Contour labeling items
+---+

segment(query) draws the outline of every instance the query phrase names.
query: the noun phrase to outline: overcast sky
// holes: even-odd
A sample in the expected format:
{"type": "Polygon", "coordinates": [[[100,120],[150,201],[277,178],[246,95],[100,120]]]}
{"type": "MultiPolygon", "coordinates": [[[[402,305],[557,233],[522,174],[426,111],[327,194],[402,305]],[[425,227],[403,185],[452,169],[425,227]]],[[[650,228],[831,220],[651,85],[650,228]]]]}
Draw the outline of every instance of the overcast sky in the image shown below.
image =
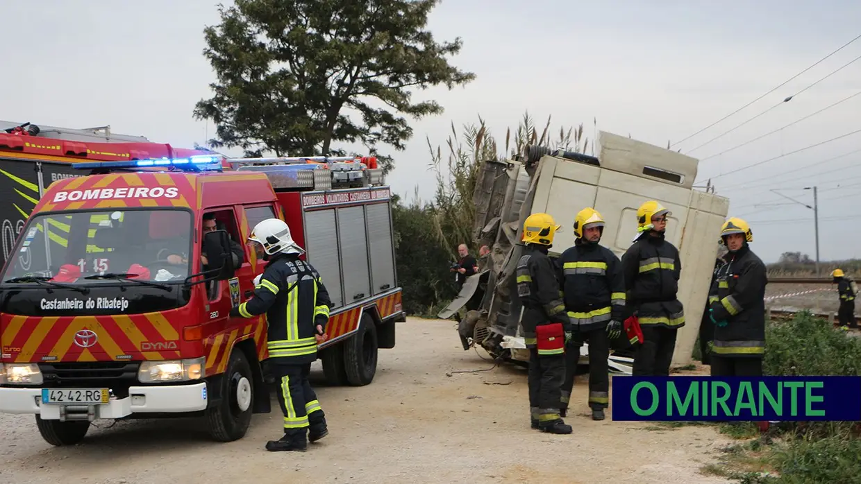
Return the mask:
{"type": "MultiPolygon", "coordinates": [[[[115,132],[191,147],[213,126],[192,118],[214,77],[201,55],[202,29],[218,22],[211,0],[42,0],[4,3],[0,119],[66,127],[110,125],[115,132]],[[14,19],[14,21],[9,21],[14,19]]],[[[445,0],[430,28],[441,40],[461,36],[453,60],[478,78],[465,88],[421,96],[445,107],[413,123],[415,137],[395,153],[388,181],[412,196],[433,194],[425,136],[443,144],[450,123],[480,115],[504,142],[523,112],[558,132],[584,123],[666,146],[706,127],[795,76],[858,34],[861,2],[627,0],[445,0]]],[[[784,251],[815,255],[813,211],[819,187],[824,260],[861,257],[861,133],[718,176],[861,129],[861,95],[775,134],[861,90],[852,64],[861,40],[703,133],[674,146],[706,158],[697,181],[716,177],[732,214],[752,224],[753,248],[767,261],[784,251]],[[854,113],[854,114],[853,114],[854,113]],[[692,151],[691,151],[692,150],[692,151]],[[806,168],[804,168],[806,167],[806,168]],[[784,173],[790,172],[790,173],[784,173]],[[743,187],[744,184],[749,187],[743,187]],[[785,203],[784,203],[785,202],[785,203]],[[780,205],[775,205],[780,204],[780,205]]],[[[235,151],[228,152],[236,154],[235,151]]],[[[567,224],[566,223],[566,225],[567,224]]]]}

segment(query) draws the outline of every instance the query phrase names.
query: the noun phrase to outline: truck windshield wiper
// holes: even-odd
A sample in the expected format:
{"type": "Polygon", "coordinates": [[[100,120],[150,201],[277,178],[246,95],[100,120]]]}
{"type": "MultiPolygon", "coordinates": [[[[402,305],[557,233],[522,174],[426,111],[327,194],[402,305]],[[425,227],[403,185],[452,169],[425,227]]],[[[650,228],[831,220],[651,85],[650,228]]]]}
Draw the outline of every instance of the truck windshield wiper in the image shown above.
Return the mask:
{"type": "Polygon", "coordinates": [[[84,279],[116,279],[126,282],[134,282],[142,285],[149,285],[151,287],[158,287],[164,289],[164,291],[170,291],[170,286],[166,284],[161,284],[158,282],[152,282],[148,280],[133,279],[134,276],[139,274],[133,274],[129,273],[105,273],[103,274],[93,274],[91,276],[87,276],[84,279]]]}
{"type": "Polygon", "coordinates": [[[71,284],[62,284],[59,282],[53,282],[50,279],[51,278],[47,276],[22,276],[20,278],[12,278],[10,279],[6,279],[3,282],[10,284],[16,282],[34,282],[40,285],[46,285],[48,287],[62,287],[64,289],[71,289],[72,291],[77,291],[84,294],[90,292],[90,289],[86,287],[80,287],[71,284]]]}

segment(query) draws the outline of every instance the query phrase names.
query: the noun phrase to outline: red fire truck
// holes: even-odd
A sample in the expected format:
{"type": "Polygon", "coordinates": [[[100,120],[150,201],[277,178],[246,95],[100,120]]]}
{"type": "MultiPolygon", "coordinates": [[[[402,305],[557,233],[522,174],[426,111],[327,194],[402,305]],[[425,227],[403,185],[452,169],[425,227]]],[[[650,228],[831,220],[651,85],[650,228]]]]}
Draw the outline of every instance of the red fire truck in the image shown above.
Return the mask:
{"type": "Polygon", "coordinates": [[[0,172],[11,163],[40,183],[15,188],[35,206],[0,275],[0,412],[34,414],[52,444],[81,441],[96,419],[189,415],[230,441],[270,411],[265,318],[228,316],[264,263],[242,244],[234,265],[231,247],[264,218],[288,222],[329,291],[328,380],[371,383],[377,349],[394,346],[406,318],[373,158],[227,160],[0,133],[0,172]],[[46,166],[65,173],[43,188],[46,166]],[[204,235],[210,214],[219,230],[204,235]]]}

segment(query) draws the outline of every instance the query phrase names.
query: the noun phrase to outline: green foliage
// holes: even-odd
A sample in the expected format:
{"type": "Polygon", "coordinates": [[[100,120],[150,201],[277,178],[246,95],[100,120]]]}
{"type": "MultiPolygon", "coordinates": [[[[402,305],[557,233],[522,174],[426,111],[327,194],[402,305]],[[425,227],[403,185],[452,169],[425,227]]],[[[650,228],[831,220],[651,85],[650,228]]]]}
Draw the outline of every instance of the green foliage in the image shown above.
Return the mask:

+---+

Gather every line of the material above that contains the word "fire" and list each such line in full.

query: the noun phrase to outline: red fire truck
Draw the outline of every instance of the red fire truck in the image shown above.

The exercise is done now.